§ DATA SHOWN
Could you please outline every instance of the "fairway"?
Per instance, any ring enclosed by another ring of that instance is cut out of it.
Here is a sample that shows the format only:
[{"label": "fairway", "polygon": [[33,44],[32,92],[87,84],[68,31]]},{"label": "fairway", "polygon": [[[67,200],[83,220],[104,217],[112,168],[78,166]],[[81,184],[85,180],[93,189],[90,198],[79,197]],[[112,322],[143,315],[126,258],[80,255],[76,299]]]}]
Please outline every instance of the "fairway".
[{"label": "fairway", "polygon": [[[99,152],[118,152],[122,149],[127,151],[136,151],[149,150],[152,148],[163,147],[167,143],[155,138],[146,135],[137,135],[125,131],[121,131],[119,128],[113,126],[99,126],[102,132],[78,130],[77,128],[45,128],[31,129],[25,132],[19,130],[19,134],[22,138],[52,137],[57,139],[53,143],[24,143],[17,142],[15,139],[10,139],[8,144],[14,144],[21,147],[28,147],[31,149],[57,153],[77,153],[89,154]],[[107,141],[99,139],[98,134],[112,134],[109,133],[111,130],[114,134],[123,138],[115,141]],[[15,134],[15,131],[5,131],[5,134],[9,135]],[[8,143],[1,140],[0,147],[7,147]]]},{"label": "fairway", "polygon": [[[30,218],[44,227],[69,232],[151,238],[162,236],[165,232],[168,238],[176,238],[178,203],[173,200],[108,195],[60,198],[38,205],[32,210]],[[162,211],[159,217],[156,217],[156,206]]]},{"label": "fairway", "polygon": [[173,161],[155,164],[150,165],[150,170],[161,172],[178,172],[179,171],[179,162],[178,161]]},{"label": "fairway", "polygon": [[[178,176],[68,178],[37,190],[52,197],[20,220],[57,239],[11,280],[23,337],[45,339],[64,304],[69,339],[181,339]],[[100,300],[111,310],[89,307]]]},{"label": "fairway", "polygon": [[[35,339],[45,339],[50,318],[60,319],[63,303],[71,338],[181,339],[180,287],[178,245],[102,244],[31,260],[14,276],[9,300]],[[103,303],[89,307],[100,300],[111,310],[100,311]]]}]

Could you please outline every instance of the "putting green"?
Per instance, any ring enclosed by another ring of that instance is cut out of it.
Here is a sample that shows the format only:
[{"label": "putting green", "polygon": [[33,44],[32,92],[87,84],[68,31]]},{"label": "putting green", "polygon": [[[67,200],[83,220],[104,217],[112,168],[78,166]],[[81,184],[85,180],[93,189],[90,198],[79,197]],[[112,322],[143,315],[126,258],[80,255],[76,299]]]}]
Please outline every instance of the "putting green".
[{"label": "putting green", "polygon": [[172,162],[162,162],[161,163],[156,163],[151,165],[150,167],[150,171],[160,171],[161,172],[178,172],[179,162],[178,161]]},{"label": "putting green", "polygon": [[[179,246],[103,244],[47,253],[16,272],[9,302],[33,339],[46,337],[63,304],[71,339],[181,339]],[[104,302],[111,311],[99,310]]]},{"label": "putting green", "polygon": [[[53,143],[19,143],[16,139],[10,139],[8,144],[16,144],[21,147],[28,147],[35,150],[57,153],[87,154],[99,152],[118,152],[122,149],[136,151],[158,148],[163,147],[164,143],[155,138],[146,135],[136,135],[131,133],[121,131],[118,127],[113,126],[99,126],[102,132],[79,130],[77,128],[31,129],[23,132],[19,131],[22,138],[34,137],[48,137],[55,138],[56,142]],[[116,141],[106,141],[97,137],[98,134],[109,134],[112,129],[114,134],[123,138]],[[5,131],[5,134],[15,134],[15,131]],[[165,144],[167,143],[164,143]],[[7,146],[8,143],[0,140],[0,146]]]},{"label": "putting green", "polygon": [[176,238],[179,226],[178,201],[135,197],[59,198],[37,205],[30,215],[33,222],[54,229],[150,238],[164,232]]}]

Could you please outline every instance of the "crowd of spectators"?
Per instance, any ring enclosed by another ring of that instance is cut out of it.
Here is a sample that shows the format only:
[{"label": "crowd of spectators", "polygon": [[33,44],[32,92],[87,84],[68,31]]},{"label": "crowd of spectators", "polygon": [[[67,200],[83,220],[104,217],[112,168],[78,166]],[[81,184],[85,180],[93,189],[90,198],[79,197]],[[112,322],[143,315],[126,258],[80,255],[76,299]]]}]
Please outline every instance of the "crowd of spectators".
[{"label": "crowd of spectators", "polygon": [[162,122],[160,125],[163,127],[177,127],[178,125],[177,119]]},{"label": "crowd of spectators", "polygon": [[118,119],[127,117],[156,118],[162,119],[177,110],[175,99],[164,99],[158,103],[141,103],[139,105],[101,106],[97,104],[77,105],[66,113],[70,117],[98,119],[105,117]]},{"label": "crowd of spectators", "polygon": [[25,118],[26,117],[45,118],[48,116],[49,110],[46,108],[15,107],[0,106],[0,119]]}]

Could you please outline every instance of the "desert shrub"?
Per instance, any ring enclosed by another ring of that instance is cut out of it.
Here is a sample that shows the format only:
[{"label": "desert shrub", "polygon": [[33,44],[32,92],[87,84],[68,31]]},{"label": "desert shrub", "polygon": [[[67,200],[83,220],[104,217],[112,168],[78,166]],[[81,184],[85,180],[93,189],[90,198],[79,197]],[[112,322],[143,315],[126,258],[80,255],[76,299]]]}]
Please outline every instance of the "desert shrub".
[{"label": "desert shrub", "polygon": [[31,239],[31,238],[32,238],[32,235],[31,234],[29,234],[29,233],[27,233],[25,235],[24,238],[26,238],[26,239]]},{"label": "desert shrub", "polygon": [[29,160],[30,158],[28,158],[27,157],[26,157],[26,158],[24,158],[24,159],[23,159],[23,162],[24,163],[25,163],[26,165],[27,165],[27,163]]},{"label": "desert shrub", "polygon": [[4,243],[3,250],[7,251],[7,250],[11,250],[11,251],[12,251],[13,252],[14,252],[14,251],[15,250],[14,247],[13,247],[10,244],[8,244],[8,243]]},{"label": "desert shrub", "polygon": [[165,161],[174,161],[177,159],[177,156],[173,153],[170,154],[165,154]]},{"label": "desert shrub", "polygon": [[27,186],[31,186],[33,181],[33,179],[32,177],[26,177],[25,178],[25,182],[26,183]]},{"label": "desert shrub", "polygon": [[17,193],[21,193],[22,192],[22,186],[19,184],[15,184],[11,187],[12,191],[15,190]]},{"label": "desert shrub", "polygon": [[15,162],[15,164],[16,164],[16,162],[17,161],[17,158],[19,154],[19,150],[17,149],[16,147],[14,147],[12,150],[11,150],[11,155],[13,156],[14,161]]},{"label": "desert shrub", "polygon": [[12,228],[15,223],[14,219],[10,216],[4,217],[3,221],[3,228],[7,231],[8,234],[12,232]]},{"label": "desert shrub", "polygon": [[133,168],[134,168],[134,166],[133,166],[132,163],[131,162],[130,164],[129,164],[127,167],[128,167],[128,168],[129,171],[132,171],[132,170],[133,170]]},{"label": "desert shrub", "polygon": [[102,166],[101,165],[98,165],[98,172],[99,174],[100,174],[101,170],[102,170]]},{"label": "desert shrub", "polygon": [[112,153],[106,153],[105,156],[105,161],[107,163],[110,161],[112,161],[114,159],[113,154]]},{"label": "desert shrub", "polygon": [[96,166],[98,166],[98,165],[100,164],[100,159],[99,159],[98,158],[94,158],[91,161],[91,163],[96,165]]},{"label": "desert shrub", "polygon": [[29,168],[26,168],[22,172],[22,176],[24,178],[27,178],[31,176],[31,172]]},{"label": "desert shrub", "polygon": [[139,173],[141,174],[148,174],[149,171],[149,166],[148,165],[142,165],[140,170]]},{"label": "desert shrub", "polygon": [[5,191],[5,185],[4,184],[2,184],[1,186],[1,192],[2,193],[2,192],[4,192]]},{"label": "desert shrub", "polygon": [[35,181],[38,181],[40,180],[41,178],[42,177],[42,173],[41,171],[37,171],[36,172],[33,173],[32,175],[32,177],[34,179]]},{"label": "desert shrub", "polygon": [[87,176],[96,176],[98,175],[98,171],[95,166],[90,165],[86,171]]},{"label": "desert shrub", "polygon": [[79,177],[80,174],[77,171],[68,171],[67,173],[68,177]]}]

§ TASK OBJECTIVE
How many lines of the records above contain the string "every", matched with case? Reply with the number only.

§ SOLUTION TO THIS EXERCISE
8